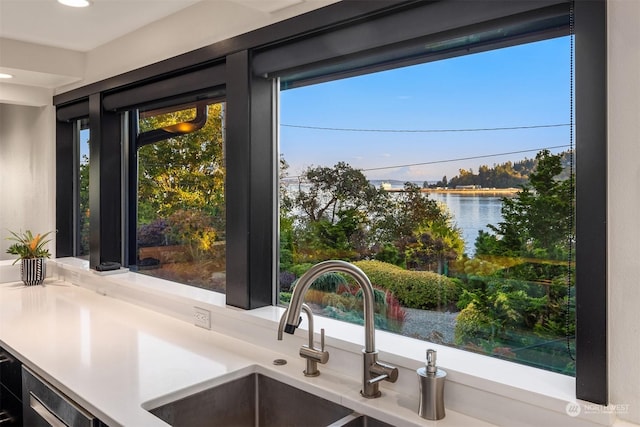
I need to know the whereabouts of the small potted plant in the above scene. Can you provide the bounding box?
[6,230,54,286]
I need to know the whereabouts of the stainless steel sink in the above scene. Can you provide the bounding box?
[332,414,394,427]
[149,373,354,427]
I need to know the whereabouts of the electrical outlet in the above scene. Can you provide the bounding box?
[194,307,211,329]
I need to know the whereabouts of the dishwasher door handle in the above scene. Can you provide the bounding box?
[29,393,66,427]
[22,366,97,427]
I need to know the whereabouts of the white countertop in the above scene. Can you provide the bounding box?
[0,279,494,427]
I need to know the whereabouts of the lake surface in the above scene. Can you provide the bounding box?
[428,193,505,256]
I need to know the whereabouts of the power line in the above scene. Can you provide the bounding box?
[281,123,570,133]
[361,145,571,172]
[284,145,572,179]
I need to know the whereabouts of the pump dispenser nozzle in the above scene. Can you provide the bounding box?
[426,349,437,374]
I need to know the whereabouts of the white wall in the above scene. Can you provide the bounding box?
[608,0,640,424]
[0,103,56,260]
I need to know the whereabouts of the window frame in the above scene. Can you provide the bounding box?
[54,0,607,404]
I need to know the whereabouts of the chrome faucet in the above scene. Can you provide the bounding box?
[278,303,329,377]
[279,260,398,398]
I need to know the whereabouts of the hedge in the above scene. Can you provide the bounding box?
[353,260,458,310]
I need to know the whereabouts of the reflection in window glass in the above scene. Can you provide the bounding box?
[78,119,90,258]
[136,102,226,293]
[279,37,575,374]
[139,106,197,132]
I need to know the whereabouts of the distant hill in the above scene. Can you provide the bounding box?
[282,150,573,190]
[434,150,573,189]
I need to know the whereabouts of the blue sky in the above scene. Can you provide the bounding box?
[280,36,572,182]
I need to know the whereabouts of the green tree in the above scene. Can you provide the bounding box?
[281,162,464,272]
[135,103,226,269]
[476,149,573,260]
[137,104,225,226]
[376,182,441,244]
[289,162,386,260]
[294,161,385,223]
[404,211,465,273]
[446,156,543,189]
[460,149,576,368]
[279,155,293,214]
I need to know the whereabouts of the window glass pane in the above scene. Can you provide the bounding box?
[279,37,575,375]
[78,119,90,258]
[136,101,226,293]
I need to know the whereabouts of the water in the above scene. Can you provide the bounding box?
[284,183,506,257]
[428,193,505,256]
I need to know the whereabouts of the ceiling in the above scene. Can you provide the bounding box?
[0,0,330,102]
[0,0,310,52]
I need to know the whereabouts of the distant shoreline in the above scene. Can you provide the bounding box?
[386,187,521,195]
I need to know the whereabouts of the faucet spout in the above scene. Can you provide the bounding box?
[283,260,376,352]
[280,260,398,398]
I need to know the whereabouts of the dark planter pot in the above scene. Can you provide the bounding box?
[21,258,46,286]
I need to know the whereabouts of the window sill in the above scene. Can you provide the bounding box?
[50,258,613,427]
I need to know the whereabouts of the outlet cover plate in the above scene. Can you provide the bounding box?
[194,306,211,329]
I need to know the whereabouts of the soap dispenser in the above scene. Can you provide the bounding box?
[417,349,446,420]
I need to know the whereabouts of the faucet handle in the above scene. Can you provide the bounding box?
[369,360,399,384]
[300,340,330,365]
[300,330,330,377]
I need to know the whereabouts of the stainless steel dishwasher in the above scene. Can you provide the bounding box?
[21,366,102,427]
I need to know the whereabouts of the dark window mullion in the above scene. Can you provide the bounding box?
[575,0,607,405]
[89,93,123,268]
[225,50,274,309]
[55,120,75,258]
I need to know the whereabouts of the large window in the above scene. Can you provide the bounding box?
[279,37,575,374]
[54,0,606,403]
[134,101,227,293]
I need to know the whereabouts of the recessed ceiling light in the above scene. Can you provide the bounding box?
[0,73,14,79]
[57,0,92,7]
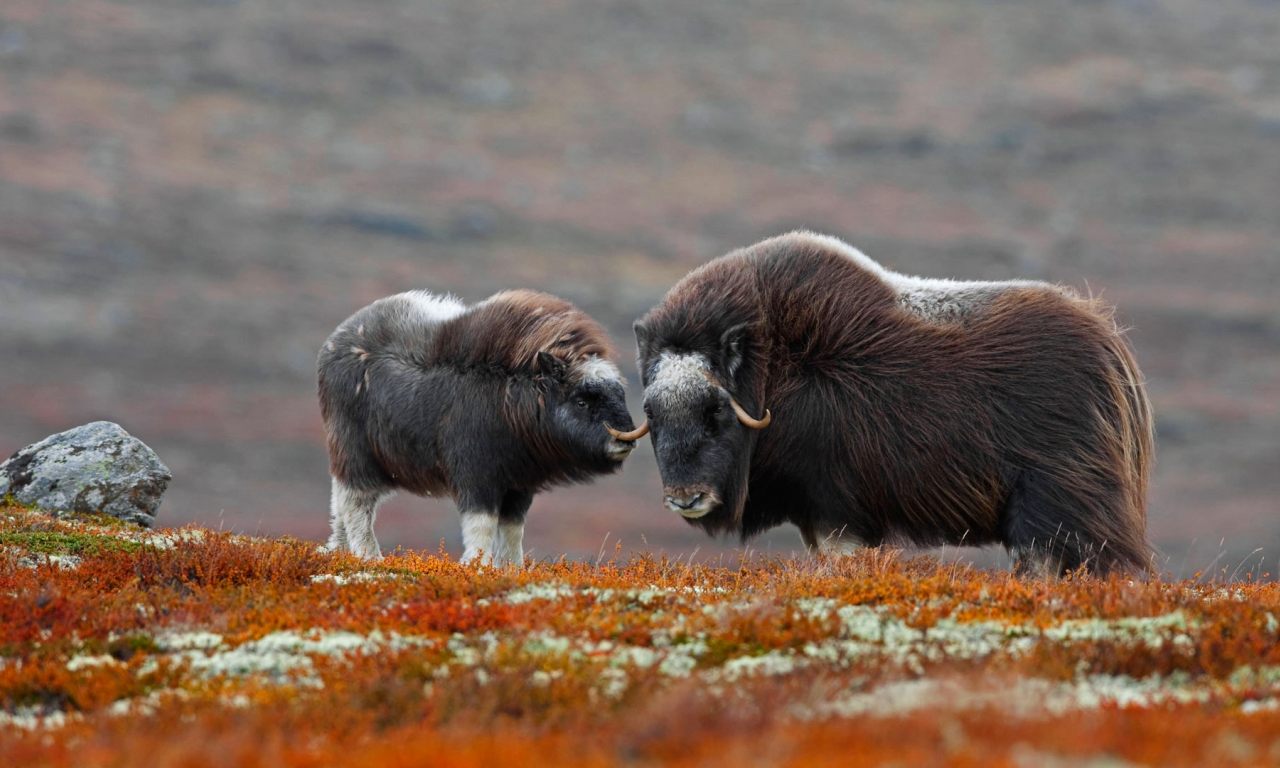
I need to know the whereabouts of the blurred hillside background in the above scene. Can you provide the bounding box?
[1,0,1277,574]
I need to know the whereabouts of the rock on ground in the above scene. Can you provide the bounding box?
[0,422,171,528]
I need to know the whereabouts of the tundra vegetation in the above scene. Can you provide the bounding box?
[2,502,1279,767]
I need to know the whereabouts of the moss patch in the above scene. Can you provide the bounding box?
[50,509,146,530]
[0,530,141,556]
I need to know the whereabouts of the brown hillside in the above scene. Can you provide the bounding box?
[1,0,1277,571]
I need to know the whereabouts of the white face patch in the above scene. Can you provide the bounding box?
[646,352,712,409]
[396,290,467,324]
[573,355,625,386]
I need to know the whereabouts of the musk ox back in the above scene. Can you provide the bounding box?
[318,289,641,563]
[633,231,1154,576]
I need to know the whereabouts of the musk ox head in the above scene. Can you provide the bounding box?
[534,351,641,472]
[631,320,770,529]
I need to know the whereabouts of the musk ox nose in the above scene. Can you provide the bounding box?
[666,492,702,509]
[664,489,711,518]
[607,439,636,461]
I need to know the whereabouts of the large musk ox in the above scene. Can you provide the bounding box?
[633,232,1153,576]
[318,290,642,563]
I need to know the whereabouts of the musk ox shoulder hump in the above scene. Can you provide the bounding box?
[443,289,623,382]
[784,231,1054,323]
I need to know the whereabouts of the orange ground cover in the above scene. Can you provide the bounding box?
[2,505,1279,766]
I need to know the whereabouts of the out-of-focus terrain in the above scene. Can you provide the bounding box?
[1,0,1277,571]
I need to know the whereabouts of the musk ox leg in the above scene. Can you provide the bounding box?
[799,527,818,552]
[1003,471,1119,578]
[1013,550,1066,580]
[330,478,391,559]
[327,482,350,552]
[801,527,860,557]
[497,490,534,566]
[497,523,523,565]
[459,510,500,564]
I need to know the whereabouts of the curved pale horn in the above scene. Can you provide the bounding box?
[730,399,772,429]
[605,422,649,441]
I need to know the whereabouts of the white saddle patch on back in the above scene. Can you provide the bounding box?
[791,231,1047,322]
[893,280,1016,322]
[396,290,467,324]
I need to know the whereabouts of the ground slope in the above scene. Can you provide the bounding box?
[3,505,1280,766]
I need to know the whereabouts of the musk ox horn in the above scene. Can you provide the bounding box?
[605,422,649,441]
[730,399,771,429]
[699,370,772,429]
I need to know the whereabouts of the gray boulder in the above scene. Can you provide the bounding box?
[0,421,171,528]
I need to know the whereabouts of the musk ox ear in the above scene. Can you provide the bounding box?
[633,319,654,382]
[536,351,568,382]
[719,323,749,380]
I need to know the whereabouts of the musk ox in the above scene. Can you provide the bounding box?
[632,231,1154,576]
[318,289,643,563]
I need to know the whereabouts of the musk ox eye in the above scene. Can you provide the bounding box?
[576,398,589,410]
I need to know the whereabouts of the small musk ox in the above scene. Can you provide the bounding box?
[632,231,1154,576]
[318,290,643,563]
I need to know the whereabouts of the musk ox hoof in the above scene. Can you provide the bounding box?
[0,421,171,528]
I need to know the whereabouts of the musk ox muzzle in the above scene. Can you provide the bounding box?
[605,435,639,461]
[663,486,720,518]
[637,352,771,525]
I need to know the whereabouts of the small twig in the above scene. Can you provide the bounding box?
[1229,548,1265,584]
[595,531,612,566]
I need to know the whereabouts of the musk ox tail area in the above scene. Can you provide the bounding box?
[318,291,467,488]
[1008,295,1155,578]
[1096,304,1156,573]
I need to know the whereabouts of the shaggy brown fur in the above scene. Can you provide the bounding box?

########################################

*Exercise directions*
Print the records exactly and omit all pictures.

*Your solution*
I need to know the whereabouts of the small potted plant in the above scene. Can you provide the bounding box?
[6,230,54,286]
I need to know the whereabouts of the stainless steel sink in the above scene. Can you provide the bounding box?
[332,414,394,427]
[149,373,354,427]
I need to know the whereabouts of the electrical outlet in the above scene. Can you provide the bounding box?
[194,307,211,329]
I need to know the whereabouts of the dishwasher door handle in the above scene. Can you provide the bounding box?
[29,393,66,427]
[22,366,97,427]
I need to know the whereabouts of the white countertop in the above scene. Can you provide the bounding box?
[0,279,494,427]
I need to know the whereabouts of the lake surface in the above scene. Can you provide the bounding box?
[428,193,505,256]
I need to know the whereabouts of the power line in the above scene. Can you provide the bounding box?
[281,123,570,133]
[361,145,571,172]
[284,145,572,179]
I need to know the whereabouts of the pump dispenser nozzle in the above scene. Can you provide the bounding box?
[426,349,437,374]
I need to know the whereabouts of the white wall in the above scene. Can you provide the bounding box?
[608,0,640,424]
[0,103,56,260]
I need to know the whereabouts of the window frame in the above scene. Can you provide the bounding box?
[54,0,607,404]
I need to know the whereabouts of the chrome faucet in the above scene. Can you provide the bounding box?
[278,303,329,377]
[279,260,398,398]
I need to know the whereabouts of the hedge in the above scene. Can you provide the bounding box?
[353,260,458,310]
I need to know the whereabouts of the reflection in window glass in the above scene. Can you provide the bounding box?
[78,119,90,258]
[136,102,226,293]
[279,37,575,374]
[139,106,197,132]
I need to know the whereabouts of the distant hill in the above scene. Can you provide the bounding box?
[282,150,573,190]
[434,150,573,189]
I need to know the whereabouts of the blue sky in the above scene. Can you provide the bounding box?
[280,36,572,182]
I need to know the whereabouts of the green tree in the above scene. Can you provide the bounding box?
[281,162,464,272]
[135,103,226,269]
[476,149,573,260]
[137,104,225,226]
[376,182,441,244]
[289,162,386,260]
[294,161,385,223]
[404,211,465,273]
[446,156,543,189]
[460,149,576,368]
[279,155,293,214]
I need to know the whereabouts of the window glass pane in the above scene. Can you provide the bounding box?
[279,37,575,375]
[78,119,90,258]
[136,101,226,293]
I need to know the whereabouts of the water in the above scene. Can you provide the bounding box?
[284,183,506,257]
[428,193,505,256]
I need to know the whereabouts of the ceiling in the above scene. Can you provide the bounding box?
[0,0,330,102]
[0,0,310,52]
I need to know the whereabouts of the distant shoreline in the above scene. Can you provide the bounding box?
[386,187,521,195]
I need to know the whereabouts of the faucet spout in the above scene. Can you provide the bounding box?
[283,260,376,352]
[280,260,398,398]
I need to know the whereabouts of the dark planter pot in the above scene. Can you provide the bounding box?
[21,258,46,286]
I need to know the whereabouts of the window sill in the above scene. Can you provide the bounding box?
[50,258,613,427]
I need to know the whereabouts of the outlet cover plate in the above scene. Can you provide the bounding box?
[194,306,211,329]
I need to know the whereabouts of the soap dispenser in the above scene. Can you provide the bounding box?
[417,349,446,420]
I need to know the whereabouts of the faucet handle in the above scene. Can you provide the bounding box?
[369,360,399,384]
[300,340,330,365]
[300,330,330,377]
I need to know the whereabouts of the stainless steel dishwasher in the above scene. Can you provide the bounding box?
[21,366,102,427]
I need to know the whereabouts of the dark window mullion in the above scene. Can you provide the bounding box?
[575,0,607,405]
[89,93,123,268]
[225,50,274,309]
[55,120,75,258]
I need to know the whereabouts of the large window in the above scene. Can you provide the bounding box?
[279,37,575,374]
[54,0,606,403]
[134,101,227,293]
I need to know the whereabouts of the recessed ceiling light in the above scene. Can you provide the bounding box?
[0,73,14,79]
[57,0,92,7]
I need to know the whereabouts of the blurred hillside background in the above scene. Can you provide the bounding box?
[1,0,1277,574]
I need to know the whereabouts of the rock on ground in the above scene. Can you provide the bounding box?
[0,422,171,528]
I need to know the whereabouts of the tundra vegetation in the above scene. Can you provide the bounding box?
[2,502,1279,767]
I need to know the whereabouts of the moss patch in the above scene. Can you provide the bounding box?
[50,509,146,530]
[0,530,141,556]
I need to know the whereabouts of the brown hillside in the above scene. Can you provide the bounding box?
[1,0,1277,571]
I need to know the whereabouts of the white face patch in the above scene. Can you provide the bounding box?
[646,352,712,409]
[396,290,467,324]
[573,355,625,386]
I need to know the whereabouts of the musk ox back in the above scene. Can you provide the bounding box?
[318,289,641,563]
[633,231,1154,576]
I need to know the whereabouts of the musk ox head in the above scene. Can you provide the bounding box?
[534,351,641,472]
[631,320,770,529]
I need to know the whereabouts of the musk ox nose in the above scene. Can you provide the bounding box?
[666,492,702,509]
[664,489,711,518]
[607,439,636,461]
I need to know the whereabouts of the large musk ox in the above scene. Can you provide the bounding box?
[633,232,1153,576]
[318,290,642,563]
I need to know the whereabouts of the musk ox shoulder hump in the above scene. Can you provide the bounding box?
[443,289,623,382]
[784,231,1054,323]
I need to know the whereabouts of the orange ground cover in the above scene. Can you provide the bounding box?
[2,505,1279,766]
I need to know the whereabouts of the out-of-focus terrain in the above scene. Can you provide the bounding box?
[1,0,1277,571]
I need to know the whereabouts of the musk ox leg in the above scene. Can you provide the bounding box?
[799,527,818,552]
[1003,471,1119,578]
[1013,550,1066,580]
[330,478,391,559]
[327,482,350,552]
[801,527,860,557]
[497,490,534,566]
[497,523,523,565]
[459,510,500,564]
I need to know the whereabouts of the curved pale horn in the above scene. Can you provide the bounding box?
[730,399,772,429]
[605,422,649,441]
I need to know the whereabouts of the white saddle patch on back in the above scene. Can you provide the bounding box?
[791,231,1047,322]
[893,280,1016,322]
[396,290,467,324]
I need to know the whereabouts of the ground slope in the above scene. Can you provide the bounding box?
[3,505,1280,766]
I need to know the whereabouts of the musk ox horn in the above scene. Can you provide the bounding box?
[605,422,649,441]
[730,399,771,429]
[699,370,772,429]
I need to know the whereabouts of the gray boulder in the above scene. Can you provide the bounding box?
[0,421,171,528]
I need to know the whereabouts of the musk ox ear in the above scene. Can you provide the bounding box?
[633,319,654,382]
[536,351,568,382]
[719,323,749,380]
I need to know the whereabouts of the musk ox in the above scene. Can you provide the bounding box?
[632,231,1154,576]
[318,289,643,563]
I need to know the whereabouts of the musk ox eye in the above scene. Can you provide the bounding box?
[576,398,589,410]
I need to know the whereabouts of the small musk ox in the above scene. Can you provide the bounding box?
[632,231,1154,576]
[318,290,643,563]
I need to know the whereabouts of the musk ox hoof in the above scene. Can you provide the bounding box?
[0,421,171,528]
I need to know the whereabouts of the musk ox muzzle in the above scene. Can you provide the bounding box?
[605,435,639,461]
[663,486,720,518]
[637,352,771,525]
I need to know the whereabouts of the small twig in the above scene. Can you provide the bounding box?
[1229,548,1265,584]
[595,531,612,566]
I need to know the whereabouts of the musk ox tail area in the above scene. Can you provide the bounding box?
[318,291,467,488]
[1008,295,1155,578]
[1096,304,1156,573]
I need to know the whereabouts of the shaggy brown fur in the above scene. Can you provide the bounding box?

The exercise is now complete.